== Problem requirements ==
Nothing but an exact copy of the records is expected here.

==== Available data ====

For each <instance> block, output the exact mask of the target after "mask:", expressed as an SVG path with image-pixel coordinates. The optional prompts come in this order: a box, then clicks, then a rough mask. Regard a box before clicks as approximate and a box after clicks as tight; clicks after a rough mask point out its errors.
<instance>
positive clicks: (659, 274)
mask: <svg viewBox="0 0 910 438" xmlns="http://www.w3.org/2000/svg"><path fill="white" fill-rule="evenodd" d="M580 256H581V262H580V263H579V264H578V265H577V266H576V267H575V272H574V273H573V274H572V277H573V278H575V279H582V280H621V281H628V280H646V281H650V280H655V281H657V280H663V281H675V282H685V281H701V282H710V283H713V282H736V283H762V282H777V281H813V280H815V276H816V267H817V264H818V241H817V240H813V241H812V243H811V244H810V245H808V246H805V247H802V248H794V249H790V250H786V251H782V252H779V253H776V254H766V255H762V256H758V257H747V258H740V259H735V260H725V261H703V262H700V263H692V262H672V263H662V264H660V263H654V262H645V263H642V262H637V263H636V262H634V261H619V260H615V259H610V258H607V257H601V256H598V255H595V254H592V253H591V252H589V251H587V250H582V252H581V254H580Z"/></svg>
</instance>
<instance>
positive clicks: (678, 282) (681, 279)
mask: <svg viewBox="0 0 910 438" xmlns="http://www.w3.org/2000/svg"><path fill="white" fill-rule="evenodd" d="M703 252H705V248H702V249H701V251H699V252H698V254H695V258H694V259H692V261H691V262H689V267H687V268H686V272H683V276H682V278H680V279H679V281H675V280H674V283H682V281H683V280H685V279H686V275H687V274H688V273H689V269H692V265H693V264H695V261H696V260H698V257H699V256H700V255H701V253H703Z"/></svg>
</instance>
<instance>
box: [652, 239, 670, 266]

====

== Response to this task ==
For each <instance> block, output the exact mask of the target after "mask:", expressed as an SVG path with image-pixel coordinates. The optional prompts come in this order: a box, then clicks, then a rough mask. Regard a box before clicks as approximate and a box after clicks as tight; clicks after a rough mask point out its errors.
<instance>
positive clicks: (659, 274)
mask: <svg viewBox="0 0 910 438" xmlns="http://www.w3.org/2000/svg"><path fill="white" fill-rule="evenodd" d="M580 256H581V262H580V263H579V264H578V265H577V266H576V267H575V272H574V273H573V274H572V277H573V278H575V279H582V280H621V281H628V280H646V281H650V280H655V281H657V280H663V281H675V282H685V281H701V282H710V283H713V282H736V283H762V282H777V281H813V280H815V276H816V267H817V264H818V241H817V240H813V241H812V243H811V244H810V245H808V246H805V247H802V248H794V249H790V250H786V251H782V252H779V253H776V254H766V255H762V256H758V257H747V258H740V259H735V260H725V261H703V262H700V263H692V262H672V263H662V264H660V263H654V262H645V263H642V262H637V263H636V262H634V261H619V260H615V259H610V258H607V257H601V256H598V255H595V254H592V253H591V252H589V251H587V250H582V252H581V254H580Z"/></svg>
</instance>
<instance>
positive clicks: (678, 282) (681, 279)
mask: <svg viewBox="0 0 910 438" xmlns="http://www.w3.org/2000/svg"><path fill="white" fill-rule="evenodd" d="M703 252H705V248H702V249H701V251H699V252H698V254H695V258H694V259H692V261H691V262H689V267H687V268H686V272H683V276H682V278H680V279H679V281H675V280H674V283H682V281H683V280H685V279H686V275H687V274H688V273H689V269H692V265H693V264H695V261H696V260H698V257H699V256H700V255H701V253H703Z"/></svg>
</instance>
<instance>
box: [652, 239, 670, 266]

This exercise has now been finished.